Objective
Copy every row from the one containing "The component shall return one point per instance of the young" down through the final row, both included, offsetting each coordinate value in the answers by 53 and leaving everything else unaltered.

Record list
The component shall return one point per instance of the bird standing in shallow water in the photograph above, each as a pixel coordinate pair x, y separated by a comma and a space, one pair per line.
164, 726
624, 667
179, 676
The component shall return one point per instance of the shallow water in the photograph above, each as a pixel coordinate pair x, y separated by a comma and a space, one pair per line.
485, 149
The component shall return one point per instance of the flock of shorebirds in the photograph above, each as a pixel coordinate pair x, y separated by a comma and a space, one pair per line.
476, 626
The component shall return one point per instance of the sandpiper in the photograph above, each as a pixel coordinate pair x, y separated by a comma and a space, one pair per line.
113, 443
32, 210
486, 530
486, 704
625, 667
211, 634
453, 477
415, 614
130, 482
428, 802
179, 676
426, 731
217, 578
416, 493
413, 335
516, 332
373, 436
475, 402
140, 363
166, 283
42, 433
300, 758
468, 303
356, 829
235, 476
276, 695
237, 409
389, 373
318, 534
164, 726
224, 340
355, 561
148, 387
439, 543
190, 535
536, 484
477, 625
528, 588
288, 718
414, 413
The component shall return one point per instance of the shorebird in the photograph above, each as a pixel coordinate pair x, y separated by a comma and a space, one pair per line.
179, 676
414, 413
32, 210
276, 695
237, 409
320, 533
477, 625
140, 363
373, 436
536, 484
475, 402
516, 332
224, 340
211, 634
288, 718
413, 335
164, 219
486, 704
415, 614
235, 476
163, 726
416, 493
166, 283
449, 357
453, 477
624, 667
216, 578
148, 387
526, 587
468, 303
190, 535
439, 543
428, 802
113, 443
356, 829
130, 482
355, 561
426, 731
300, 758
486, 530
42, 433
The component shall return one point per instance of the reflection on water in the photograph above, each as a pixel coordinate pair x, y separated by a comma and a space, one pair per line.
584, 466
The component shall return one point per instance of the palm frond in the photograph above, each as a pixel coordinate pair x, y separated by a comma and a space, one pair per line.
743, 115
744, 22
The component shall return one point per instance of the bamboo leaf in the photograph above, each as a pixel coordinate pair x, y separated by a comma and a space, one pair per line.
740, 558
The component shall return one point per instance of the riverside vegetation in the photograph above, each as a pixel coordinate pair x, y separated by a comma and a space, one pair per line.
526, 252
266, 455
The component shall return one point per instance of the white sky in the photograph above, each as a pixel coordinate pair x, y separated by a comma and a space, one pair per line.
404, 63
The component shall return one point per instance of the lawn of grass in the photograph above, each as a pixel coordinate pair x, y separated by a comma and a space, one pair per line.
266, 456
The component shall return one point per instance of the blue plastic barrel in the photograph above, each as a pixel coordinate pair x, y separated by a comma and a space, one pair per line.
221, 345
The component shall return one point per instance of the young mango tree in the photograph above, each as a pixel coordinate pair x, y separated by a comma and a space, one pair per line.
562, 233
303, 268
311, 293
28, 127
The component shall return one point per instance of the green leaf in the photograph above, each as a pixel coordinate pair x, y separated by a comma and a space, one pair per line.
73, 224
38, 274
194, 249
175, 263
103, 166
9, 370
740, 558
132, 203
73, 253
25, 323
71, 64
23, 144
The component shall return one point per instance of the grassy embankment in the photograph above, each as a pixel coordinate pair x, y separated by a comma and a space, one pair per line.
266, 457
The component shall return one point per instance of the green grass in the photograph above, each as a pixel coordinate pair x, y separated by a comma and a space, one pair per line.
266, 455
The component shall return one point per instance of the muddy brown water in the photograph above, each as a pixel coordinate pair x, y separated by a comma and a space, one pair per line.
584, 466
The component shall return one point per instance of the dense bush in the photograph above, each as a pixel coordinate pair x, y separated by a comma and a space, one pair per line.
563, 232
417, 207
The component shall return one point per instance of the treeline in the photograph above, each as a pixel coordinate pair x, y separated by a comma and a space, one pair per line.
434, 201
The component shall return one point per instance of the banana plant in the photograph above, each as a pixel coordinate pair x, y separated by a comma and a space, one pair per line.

Task answer
The component shall return one point per instance of the young mango tree in the photograph above, each as a pixel coordinate pair x, y separated by a comma and a space, one pair per line.
615, 286
356, 321
364, 346
81, 180
The component shall return one point per instance of the green leaf in the photograph above, each as a pixel coordinate pair x, y separated by a comma and a space, one pair per line.
126, 277
91, 327
247, 302
228, 316
156, 219
62, 423
793, 611
185, 256
126, 306
78, 376
124, 117
76, 197
The component shall return one point per instance of the grassy embankment in the photograph above, each as a pixel coordinate pair x, y separated by a comma and a space, one pair per line.
319, 510
The component shall return one point per instance of the green grass in the photograph above, each as a pixel coordinate pair x, y separated by a comma and a space, one pair per line.
319, 508
The component shall return one point per instance of the muddy brown water in the photograph above, each as a pixel coordinate pair x, y separated by a comma and a space, one pair per line.
637, 519
The component shall return one point per instance of the dense bush in the photograph above, each as a pixel coordinate pair x, y separated by a comma and a space, one pair per line.
616, 285
470, 260
The component shall return one point per instance of the treeline in the photograph above, each as a pixel coordinate pair x, y separated by a comma and a space, one pair per line.
487, 254
The component shall return one point per instance of the banana plant in the photograph above, each as a pixel coordinate pair x, y separated by a comma and a space, one pair per line.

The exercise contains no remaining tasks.